***** 文档节选

在《记忆大师》中,演员段奕宏饰演的警长沈汉强曾有这样一句台词:“我们不能为了抓到一个怪物,而去制造另外一个怪物。”现在回溯,它几乎可以被视作《秘密访客》的引子。陈正道此番在新作中核心讨论的其中之一就是,我们该如何阻止伤害延续?他把这样的拷问放进了“家庭”中,一个象征着包容、温暖、美好的环境下,也是他认为对观者感受和意识层面形成“挑战”的部分。

“我觉得《秘密访客》是我真正站在自己所谓黑暗面里去写的,我发现只有把自己释放出来,不再有受害和压迫的感受,才能够在结局时让那个结解开。”陈正道记得拍摄期末尾时某场张子枫的哭戏,自己也哭了。“我第一次在创作上共情一个完全反派的角色,后来我发现是因为我现在能够活得比较开心,很多事情能够讲出来,不再害怕去谈论,是因为我已经开始不在乎别人是怎么看我。我不再害怕被人知道我有看上去很糟糕的负面思维,因为我觉得我现在没有了,所以这部片子就会比我以往的作品都黑暗。”

穿越痛苦比反复描述痛苦本身更有力量。陈正道并不避讳谈论这一路在自身和既定创作环境下所遇到的困难,终点已近了。

深藏在所谓黑暗下的是一束淡淡的暖光。从某种程度上来说,拍电影是陈正道自我疗愈的过程,他可以把自身真实的委屈、情感投注进故事中,让角色替自己活成想要成为的样子。陈正道想要借由这个故事让还困在原地、奋力挣扎的个体感受到被接纳和包容的温暖。“体会到也许现在我还不知道要怎么做,但我并不孤独,不需要靠压迫别人的方式来让彼此看起来一样,或更符合规则,我可以勇敢地做自己。”他一度在创作中“欺骗”自己,但这一次他想要绝对的诚实。

**********
***** 所示记录

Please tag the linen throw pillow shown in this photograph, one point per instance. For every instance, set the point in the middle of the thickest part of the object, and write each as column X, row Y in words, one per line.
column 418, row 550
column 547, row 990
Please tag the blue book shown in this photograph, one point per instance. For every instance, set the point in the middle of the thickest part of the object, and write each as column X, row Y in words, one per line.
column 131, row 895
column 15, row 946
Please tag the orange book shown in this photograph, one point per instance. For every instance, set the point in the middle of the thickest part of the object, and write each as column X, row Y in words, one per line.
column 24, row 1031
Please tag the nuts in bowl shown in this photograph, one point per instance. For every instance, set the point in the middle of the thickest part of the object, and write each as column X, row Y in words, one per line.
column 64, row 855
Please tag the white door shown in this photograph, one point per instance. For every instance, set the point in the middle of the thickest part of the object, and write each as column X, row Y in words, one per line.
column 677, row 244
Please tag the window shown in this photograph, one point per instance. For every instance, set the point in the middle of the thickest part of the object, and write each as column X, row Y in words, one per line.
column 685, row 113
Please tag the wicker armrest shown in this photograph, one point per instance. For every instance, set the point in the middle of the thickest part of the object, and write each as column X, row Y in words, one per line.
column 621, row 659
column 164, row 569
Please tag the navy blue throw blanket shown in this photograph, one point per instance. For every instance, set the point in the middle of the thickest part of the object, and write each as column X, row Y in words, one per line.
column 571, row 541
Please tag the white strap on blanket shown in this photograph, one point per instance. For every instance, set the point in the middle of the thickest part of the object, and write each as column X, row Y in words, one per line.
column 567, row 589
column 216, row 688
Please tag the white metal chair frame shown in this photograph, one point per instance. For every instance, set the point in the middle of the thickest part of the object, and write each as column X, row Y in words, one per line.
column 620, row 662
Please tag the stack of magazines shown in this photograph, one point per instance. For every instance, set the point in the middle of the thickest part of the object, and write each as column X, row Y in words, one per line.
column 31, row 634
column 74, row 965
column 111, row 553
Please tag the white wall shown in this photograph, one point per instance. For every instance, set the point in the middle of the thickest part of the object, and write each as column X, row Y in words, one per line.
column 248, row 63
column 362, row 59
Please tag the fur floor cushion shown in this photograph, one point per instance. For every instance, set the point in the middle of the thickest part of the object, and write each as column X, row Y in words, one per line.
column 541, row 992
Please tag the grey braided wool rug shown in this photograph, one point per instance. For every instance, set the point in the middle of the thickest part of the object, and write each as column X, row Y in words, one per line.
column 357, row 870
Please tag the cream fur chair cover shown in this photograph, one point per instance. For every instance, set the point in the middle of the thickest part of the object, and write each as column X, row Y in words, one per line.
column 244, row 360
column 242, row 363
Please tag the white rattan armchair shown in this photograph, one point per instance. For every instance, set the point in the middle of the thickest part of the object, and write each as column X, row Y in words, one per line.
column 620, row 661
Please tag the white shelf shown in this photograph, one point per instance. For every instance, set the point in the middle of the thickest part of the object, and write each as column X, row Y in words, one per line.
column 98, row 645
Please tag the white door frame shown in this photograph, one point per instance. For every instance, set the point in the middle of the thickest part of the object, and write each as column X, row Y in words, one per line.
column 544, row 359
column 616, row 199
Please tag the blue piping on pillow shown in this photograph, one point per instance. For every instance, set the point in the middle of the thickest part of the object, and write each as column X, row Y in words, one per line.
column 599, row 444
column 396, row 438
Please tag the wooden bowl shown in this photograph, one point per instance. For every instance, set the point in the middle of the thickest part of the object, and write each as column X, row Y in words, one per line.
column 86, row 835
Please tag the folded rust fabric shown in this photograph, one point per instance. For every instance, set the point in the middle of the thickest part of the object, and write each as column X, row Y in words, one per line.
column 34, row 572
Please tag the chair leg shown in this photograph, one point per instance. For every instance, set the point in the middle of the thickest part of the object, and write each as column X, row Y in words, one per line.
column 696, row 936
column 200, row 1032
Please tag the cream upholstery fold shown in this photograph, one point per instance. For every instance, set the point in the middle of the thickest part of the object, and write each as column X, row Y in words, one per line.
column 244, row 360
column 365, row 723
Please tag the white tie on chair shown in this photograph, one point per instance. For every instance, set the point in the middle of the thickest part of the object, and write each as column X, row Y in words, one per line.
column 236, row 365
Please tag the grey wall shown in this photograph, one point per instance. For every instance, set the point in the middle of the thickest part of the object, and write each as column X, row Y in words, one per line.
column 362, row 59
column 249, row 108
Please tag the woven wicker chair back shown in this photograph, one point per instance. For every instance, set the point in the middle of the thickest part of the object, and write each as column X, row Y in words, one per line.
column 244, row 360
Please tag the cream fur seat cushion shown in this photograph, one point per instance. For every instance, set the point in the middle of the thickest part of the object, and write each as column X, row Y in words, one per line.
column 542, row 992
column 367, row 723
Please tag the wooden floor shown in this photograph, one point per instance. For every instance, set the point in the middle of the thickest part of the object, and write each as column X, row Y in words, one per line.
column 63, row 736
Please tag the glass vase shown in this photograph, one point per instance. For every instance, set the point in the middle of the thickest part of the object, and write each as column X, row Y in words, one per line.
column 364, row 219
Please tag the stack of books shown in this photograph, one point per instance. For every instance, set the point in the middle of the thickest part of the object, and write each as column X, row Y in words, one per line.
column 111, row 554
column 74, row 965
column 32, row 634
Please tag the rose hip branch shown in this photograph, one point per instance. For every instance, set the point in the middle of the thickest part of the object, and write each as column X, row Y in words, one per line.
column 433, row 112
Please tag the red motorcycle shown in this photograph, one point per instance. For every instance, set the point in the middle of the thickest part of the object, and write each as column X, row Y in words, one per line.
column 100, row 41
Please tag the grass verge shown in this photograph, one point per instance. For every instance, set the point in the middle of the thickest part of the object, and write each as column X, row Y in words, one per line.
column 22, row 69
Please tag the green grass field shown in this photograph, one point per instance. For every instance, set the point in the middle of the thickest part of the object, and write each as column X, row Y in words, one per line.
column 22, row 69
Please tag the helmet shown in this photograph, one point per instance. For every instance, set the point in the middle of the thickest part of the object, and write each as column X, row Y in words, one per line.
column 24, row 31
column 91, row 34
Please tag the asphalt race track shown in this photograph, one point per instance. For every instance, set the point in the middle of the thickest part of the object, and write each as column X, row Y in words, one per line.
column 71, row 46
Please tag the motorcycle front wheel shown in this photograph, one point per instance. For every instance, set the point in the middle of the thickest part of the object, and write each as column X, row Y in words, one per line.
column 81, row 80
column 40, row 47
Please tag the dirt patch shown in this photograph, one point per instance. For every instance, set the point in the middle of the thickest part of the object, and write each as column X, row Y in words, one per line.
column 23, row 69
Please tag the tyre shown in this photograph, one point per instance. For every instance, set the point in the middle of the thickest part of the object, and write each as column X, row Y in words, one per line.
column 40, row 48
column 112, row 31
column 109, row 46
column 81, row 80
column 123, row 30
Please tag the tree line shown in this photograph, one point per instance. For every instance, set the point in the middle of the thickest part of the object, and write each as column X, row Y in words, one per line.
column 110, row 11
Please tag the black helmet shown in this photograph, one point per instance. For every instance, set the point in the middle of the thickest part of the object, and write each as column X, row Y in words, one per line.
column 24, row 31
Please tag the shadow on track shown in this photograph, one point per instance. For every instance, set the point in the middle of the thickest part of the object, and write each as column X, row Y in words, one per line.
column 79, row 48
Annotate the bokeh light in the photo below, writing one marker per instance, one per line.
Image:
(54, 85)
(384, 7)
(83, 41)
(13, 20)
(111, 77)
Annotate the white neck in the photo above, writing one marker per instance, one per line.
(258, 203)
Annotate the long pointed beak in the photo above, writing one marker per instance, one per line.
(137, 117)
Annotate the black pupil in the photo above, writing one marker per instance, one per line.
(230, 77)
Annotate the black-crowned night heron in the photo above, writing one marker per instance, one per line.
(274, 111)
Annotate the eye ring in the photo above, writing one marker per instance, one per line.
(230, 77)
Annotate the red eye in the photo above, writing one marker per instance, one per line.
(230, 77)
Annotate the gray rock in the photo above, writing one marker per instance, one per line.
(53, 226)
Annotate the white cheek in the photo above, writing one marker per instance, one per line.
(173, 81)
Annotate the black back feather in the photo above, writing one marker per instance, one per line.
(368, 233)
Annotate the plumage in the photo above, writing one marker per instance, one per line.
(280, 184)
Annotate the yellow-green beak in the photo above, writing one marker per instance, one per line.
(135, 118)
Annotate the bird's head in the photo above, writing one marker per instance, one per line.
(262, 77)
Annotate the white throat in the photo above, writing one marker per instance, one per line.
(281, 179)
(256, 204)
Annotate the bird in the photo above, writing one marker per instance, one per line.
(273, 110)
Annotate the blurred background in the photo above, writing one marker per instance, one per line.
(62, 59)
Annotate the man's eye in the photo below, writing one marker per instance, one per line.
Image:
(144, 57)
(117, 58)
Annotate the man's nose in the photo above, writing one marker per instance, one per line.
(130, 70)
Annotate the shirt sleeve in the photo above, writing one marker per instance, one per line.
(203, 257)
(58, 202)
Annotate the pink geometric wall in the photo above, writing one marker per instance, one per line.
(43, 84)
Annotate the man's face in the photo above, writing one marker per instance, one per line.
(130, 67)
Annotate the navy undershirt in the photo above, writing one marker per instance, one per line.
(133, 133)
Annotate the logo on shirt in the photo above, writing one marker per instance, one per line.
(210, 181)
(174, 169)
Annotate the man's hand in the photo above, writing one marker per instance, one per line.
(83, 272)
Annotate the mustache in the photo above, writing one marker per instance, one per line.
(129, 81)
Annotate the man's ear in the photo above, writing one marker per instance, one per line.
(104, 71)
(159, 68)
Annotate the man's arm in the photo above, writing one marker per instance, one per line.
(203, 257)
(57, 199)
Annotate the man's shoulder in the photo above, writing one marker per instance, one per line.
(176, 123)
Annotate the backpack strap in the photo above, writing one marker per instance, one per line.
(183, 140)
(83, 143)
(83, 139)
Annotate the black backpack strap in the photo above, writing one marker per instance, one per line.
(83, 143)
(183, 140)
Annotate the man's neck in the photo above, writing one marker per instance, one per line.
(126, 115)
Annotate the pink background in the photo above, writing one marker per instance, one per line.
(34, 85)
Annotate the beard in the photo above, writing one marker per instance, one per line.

**********

__任务要求__
1 – 请用两句话概括上面关于《秘密访客》创作的文档节选。
2 – 将上述记录中从第一行开始、一直到包含“column 64, row 855”的那一行为止的各行（首尾两行都算在内）写成编号列表，略去空行。

__回答列表__
1 – 陈正道在《秘密访客》中把“我们该如何阻止伤害延续”的拷问放进象征包容、温暖、美好的家庭里，并称这是他真正站在自己黑暗面去写的作品，因此会比他以往的作品都黑暗。对他来说，拍电影是自我疗愈的过程，他想借这个故事让仍困在原地、奋力挣扎的个体感受到被接纳和包容的温暖，这一次他要做到绝对的诚实。

2 –
1. Please tag the linen throw pillow shown in this photograph, one point per instance. For every instance, set the point in the middle of the thickest part of the object, and write each as column X, row Y in words, one per line.
2. column 418, row 550
3. column 547, row 990
4. Please tag the blue book shown in this photograph, one point per instance. For every instance, set the point in the middle of the thickest part of the object, and write each as column X, row Y in words, one per line.
5. column 131, row 895
6. column 15, row 946
7. Please tag the orange book shown in this photograph, one point per instance. For every instance, set the point in the middle of the thickest part of the object, and write each as column X, row Y in words, one per line.
8. column 24, row 1031
9. Please tag the nuts in bowl shown in this photograph, one point per instance. For every instance, set the point in the middle of the thickest part of the object, and write each as column X, row Y in words, one per line.
10. column 64, row 855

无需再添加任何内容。